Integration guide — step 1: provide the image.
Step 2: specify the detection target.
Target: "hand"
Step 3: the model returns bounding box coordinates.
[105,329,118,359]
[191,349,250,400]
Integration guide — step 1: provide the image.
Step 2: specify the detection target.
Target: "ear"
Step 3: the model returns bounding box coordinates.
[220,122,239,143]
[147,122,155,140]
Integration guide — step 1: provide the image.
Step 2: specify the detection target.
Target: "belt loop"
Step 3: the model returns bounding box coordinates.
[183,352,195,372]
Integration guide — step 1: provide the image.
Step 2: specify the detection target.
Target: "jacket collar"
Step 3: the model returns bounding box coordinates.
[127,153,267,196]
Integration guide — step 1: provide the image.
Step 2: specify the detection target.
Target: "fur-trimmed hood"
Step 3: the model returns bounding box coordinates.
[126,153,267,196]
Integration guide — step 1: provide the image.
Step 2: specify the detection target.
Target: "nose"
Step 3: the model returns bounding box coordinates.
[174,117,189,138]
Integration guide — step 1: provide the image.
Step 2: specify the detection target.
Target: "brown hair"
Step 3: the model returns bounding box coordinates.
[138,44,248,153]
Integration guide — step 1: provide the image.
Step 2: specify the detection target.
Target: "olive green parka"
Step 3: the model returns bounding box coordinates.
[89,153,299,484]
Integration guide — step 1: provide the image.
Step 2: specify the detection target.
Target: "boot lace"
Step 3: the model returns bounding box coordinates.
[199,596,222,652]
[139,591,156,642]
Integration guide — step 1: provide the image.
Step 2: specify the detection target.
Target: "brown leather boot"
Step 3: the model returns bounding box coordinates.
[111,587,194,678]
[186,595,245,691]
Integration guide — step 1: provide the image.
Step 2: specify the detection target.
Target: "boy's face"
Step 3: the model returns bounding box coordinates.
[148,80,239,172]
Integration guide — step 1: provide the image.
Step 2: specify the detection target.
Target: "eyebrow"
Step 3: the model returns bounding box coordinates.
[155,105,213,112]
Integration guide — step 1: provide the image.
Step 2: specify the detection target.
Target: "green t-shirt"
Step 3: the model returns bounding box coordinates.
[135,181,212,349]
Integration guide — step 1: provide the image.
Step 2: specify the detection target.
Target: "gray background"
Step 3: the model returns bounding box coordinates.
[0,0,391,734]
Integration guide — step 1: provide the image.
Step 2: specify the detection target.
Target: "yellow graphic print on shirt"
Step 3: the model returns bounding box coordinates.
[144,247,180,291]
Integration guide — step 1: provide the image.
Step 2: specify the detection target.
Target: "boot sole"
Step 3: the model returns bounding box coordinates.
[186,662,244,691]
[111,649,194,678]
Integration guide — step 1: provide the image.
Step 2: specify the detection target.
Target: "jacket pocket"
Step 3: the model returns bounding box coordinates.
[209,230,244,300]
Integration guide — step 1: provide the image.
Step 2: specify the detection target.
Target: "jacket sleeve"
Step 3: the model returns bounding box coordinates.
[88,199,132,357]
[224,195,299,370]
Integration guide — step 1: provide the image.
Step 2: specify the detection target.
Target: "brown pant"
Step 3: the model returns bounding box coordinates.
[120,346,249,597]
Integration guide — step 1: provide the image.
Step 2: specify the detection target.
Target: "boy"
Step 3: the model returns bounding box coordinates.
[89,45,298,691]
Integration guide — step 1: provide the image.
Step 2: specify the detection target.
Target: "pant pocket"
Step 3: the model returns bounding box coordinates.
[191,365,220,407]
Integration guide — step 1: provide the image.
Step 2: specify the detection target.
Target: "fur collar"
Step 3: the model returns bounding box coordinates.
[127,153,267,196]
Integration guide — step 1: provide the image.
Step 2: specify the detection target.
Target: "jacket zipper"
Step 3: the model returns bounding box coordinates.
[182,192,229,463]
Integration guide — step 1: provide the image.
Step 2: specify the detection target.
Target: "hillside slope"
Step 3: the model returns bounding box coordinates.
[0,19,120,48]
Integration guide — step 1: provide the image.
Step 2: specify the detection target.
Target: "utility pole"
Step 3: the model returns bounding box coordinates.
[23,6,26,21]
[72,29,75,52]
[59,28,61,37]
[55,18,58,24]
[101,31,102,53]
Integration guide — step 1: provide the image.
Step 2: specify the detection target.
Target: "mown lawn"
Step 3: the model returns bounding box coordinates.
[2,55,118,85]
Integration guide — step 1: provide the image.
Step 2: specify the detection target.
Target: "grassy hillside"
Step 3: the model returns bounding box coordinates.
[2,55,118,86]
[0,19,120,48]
★ ★ ★ ★
*WHAT YOU WILL DO*.
Which lines of the items above contain the word "collar"? Gather every such line and copy each one in full.

*FULL ANSWER*.
Target: "jacket collar"
Target: "fur collar"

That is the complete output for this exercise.